Reproduce the data below, swapping every occurrence of "stone ledge" for "rock shelf" and leaving everything else unchanged.

* The data *
>> start
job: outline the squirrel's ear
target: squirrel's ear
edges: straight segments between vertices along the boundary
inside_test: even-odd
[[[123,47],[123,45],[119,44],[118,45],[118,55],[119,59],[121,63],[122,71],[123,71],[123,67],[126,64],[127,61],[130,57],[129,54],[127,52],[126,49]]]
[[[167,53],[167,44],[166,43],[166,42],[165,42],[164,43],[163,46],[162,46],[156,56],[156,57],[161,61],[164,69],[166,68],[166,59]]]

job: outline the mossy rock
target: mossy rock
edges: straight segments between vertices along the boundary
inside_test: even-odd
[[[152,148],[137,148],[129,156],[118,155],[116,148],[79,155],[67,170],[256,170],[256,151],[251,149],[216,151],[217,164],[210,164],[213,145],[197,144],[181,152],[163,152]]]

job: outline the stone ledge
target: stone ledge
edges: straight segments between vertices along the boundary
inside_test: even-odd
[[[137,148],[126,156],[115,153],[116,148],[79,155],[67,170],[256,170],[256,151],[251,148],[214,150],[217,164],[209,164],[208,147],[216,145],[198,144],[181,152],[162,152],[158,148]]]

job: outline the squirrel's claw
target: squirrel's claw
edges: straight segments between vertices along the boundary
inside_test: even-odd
>> end
* Output below *
job: outline the squirrel's ear
target: squirrel's ear
edges: straight segments between vertices along the boundary
inside_test: even-odd
[[[123,47],[123,45],[119,44],[118,45],[118,55],[119,59],[121,63],[122,71],[123,71],[123,67],[126,64],[127,61],[130,57],[129,54],[127,52],[126,49]]]
[[[167,53],[167,44],[166,43],[166,42],[165,42],[164,43],[163,46],[162,46],[156,56],[156,57],[161,61],[164,69],[166,68],[166,59]]]

job: outline the mossy rock
target: mossy rock
edges: straight segments between vertices along the boundary
inside_test: even-odd
[[[152,148],[137,148],[129,156],[118,155],[116,148],[79,155],[67,170],[256,170],[256,151],[251,149],[216,151],[217,164],[210,164],[213,145],[197,144],[181,152],[163,152]]]

job: outline the rock shelf
target: rock shelf
edges: straight segments between vertices along the boundary
inside_test: even-odd
[[[137,148],[126,156],[115,153],[116,148],[79,155],[67,170],[256,170],[256,151],[251,148],[214,150],[217,164],[209,164],[208,147],[216,145],[198,144],[181,152],[162,152],[158,148]]]

job: outline the squirrel's claw
target: squirrel's claw
edges: straight segments between vertices along the boundary
inside_test: even-odd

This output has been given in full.